AIM OF THE TASK: Please rescale the records from the line containing "Where can the pine" through the end of the records, including both ends: copy every line, the requests too, and multiply each x and y coordinate in the answers by 1.6, rounding to whole numbers with halves going up. Reproduce only that stretch.

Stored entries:

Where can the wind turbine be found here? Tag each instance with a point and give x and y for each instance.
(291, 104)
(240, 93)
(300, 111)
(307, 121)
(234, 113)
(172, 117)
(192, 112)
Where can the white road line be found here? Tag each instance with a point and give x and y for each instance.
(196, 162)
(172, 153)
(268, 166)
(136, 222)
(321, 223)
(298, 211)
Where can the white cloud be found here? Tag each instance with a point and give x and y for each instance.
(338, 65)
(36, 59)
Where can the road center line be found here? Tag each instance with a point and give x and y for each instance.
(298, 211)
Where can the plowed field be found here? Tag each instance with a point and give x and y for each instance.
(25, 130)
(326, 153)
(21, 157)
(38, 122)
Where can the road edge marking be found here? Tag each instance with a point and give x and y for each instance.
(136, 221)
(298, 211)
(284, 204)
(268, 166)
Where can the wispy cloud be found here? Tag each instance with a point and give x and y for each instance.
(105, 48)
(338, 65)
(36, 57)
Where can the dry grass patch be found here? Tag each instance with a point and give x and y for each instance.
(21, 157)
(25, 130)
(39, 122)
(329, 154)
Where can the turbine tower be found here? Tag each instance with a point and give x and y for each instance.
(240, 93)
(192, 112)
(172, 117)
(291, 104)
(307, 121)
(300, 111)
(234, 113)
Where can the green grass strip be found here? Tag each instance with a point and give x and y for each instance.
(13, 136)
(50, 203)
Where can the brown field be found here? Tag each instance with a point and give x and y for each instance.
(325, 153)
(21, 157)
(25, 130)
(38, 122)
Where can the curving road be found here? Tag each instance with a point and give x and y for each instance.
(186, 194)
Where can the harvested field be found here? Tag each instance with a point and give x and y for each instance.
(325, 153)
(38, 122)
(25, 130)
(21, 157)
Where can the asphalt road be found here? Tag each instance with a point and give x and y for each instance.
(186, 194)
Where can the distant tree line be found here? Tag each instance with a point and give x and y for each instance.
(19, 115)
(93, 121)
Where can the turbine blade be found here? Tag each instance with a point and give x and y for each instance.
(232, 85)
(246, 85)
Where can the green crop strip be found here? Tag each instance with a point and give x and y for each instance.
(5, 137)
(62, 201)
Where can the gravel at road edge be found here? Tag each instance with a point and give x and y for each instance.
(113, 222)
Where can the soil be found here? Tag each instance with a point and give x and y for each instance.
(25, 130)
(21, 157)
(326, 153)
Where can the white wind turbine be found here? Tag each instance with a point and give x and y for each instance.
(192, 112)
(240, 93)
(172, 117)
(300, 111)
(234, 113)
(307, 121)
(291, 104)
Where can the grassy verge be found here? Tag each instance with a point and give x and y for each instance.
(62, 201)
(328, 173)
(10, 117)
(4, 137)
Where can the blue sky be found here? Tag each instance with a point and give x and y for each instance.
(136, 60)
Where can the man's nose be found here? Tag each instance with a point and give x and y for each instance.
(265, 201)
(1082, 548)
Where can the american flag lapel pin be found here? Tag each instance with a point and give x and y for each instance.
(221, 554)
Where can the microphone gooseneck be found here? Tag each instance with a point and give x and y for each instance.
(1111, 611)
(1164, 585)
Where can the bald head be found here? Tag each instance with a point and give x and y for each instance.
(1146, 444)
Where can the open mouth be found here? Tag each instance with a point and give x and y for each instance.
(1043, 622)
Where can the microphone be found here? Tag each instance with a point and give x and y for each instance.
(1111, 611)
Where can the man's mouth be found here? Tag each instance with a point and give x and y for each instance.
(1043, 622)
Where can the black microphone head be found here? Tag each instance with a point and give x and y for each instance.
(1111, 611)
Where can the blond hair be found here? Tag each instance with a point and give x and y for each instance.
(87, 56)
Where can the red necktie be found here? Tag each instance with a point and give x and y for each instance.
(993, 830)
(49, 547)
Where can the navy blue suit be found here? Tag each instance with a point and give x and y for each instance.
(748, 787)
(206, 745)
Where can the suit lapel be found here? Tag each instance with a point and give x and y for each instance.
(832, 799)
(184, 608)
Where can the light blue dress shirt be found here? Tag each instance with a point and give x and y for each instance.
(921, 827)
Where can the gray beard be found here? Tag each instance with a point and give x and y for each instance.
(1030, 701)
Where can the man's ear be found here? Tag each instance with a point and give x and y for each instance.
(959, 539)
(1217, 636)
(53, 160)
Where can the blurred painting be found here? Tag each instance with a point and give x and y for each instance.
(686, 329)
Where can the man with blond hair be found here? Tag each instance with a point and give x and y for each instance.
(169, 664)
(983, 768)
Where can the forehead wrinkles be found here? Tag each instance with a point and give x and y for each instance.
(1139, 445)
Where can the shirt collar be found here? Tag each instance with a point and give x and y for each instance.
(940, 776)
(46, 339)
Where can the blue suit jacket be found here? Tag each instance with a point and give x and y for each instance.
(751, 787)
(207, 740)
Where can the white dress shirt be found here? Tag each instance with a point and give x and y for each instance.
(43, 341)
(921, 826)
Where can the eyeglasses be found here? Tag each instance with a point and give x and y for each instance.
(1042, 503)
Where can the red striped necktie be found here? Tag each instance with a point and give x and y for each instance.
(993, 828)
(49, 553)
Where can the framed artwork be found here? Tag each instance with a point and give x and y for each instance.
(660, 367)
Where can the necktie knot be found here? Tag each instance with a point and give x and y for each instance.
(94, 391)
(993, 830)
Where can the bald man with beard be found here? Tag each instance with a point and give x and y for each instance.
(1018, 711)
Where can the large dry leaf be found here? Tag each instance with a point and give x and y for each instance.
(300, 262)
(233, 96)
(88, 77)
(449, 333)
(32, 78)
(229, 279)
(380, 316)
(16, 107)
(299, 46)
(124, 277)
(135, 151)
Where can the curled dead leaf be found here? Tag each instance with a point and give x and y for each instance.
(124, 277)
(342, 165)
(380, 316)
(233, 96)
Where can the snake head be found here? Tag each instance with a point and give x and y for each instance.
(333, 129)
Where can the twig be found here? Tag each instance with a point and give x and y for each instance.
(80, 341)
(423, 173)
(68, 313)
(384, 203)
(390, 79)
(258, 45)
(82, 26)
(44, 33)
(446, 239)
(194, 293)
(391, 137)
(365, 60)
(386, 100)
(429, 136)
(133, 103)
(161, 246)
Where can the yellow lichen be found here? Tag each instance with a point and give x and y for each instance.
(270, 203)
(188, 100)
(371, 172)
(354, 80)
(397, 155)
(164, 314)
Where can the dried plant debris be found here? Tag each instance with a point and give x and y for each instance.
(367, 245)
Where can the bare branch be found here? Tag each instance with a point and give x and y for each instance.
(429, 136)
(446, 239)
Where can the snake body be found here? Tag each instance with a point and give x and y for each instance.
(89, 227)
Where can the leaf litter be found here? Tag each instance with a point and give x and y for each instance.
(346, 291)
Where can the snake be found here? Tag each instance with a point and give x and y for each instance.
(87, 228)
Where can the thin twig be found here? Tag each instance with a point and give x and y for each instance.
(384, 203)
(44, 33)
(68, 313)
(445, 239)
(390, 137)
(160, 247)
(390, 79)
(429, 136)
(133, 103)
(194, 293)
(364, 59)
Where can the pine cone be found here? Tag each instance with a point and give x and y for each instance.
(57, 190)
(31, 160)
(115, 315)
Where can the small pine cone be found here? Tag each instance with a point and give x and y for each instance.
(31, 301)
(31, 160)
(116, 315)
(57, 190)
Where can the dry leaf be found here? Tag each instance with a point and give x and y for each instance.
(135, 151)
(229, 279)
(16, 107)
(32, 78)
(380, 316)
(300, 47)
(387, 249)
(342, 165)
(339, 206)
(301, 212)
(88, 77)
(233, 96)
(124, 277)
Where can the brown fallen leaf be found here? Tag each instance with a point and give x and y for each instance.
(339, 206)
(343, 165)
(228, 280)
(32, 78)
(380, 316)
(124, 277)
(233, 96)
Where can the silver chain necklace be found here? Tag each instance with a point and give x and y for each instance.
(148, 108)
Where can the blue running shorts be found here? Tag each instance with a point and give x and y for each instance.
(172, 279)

ANSWER TO THE TASK:
Where can the pine cone be found here? Tag each instance with a point and give x and y for each instance.
(91, 304)
(50, 256)
(184, 504)
Where can the small pine cone be found here? Tag each instance with a point and give x and y for each instance.
(50, 482)
(50, 256)
(186, 504)
(91, 304)
Where can the dry leaf be found here? Tag each instance with a point and give x and y for each instance.
(216, 242)
(366, 446)
(26, 171)
(51, 125)
(608, 506)
(480, 75)
(619, 398)
(547, 264)
(542, 330)
(482, 339)
(141, 123)
(373, 154)
(198, 443)
Where can the brown fallen leaf be found here? Tag each instance with a point and give x and y for each instance.
(542, 330)
(549, 264)
(365, 448)
(51, 125)
(608, 506)
(198, 443)
(373, 154)
Where can the silver chain necklace be found here? Tag each instance with a point and give x and y for each instance.
(237, 173)
Where can the blue running shorts be found here? Tag each instance with a point and give x and y for each instance.
(275, 446)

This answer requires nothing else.